WHAT IS NEEDED.
Reproduce every item below word for word, keeping each line and its order unchanged.
— START MATERIAL —
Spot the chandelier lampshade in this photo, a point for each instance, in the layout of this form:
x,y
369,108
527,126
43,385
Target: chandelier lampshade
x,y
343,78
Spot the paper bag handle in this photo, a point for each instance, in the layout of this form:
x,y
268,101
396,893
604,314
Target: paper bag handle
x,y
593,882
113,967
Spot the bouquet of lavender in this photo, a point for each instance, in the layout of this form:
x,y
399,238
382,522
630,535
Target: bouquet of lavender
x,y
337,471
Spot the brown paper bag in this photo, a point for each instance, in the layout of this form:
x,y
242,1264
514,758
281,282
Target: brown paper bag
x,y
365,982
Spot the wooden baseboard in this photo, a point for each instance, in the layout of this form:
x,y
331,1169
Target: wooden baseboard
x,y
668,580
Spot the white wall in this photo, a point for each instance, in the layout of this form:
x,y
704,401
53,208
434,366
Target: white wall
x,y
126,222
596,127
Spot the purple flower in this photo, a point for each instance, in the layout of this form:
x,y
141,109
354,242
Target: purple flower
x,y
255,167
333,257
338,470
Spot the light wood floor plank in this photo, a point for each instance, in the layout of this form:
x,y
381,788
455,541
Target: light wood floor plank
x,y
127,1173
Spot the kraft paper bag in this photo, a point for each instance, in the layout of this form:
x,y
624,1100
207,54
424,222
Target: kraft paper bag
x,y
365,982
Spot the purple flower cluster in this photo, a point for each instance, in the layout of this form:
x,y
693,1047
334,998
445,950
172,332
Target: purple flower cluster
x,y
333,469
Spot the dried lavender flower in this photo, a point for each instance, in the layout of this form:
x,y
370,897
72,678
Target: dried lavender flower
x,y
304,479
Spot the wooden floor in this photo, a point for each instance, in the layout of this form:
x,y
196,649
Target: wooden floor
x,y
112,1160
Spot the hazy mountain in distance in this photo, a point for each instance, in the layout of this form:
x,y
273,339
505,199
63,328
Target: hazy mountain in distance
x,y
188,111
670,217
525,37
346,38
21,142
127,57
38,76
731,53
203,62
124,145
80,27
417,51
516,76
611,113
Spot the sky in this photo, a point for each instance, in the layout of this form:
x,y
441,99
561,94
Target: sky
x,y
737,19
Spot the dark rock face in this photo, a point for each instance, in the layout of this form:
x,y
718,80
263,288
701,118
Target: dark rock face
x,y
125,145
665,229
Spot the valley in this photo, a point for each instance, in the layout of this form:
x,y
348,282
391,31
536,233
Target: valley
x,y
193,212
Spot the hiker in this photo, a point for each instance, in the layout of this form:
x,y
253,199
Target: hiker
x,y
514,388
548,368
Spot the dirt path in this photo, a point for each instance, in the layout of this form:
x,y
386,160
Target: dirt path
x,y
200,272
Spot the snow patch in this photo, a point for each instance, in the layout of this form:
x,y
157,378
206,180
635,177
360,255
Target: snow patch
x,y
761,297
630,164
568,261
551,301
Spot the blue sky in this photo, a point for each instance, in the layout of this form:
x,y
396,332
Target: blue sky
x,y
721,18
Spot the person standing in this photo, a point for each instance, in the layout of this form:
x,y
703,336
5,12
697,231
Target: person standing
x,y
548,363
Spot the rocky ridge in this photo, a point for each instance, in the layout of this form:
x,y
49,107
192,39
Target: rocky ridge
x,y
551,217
— END MATERIAL —
ANSWER TO THE TASK.
Spot the chandelier lampshade in this photo, a point for each instance, in the layout of this form:
x,y
369,108
527,126
43,385
Target: chandelier lampshade
x,y
343,78
Spot the paper bag handle in this photo, a point for each instance, in the layout of this form:
x,y
268,101
396,893
604,314
Target: paper bag handle
x,y
593,882
113,967
Spot the bouquet of lavender in this photo, a point for each instance, in the layout of this form:
x,y
399,238
382,522
630,535
Target: bouquet of lavender
x,y
337,471
Spot the brown paper bag in this photo, a point for each instance, in the layout of this form:
x,y
242,1264
514,758
281,282
Target: brown paper bag
x,y
365,982
Spot the wooden baseboard in this photo, a point for each instance, in the layout of this form:
x,y
331,1169
Target: wooden baseboard
x,y
668,580
Spot the white wall in this photo, a point for each instance, in the layout of this form:
x,y
704,401
53,208
434,366
Target: white wall
x,y
126,222
596,127
Spot the purple flower in this photo, a point for each instance, in the layout of this form:
x,y
141,109
354,242
Target: purple flower
x,y
255,167
333,257
338,470
Spot the light wood floor plank in this photo, a point for each instance, in the layout of this form:
x,y
381,788
455,541
Target: light wood floor plank
x,y
127,1173
Spot the kraft paper bag in this photo, a point for each instance, in the layout of this form:
x,y
624,1100
207,54
424,222
Target: kraft paper bag
x,y
365,982
Spot the purple flower cluster in this photo, a point for each instance, in the layout of this form:
x,y
693,1047
334,998
445,950
172,332
Target: purple flower cluster
x,y
333,469
Spot the dried lavender flower in this photo, a point for each instance, in the layout of this form:
x,y
370,897
72,678
Target: dried lavender flower
x,y
304,479
Spot the wooden floor in this photo, a point for each instance, in the layout of this form:
x,y
196,649
Target: wooden floor
x,y
112,1160
Spot the hazy mountain in distance in this photo, a point for each instance, in the layout of this form:
x,y
273,339
505,199
63,328
Target: hazy mountain in distance
x,y
188,111
670,217
525,37
346,38
21,142
127,57
38,76
731,53
203,62
124,145
80,27
417,51
516,76
611,113
Spot the sky in this photo, a point for each instance, in the layout of this form:
x,y
441,99
561,94
Target: sky
x,y
737,19
Spot the dark rock face in this photo, a point for each instance, in the layout of this form:
x,y
718,80
263,288
701,118
Target: dark rock face
x,y
125,145
665,229
Spot the valley in this photo, a point for each instance, in the layout of this form:
x,y
348,282
391,31
536,233
Target: valley
x,y
193,212
Spot the hiker in this photo, a point for each instance, in the layout of this form:
x,y
253,199
Target: hiker
x,y
514,388
548,368
Spot the dirt path in this photo, a point for each instance, in the layout of this form:
x,y
386,160
Target: dirt path
x,y
200,272
Spot the snow patch in this photo, a point for each instance, in the layout of this form:
x,y
157,378
206,180
635,177
360,255
Target: snow patch
x,y
761,297
630,164
568,261
551,301
Spot the blue sky in this photo, a point for each instance, in the layout of this form:
x,y
396,332
Target: blue sky
x,y
721,18
Spot the person standing in this photo, a point for each instance, in the layout of this form:
x,y
703,336
5,12
697,231
Target: person standing
x,y
548,363
Spot the rocky ridge in this photo, a point for each instance, in the layout of this form:
x,y
49,107
192,39
Target: rocky ridge
x,y
551,217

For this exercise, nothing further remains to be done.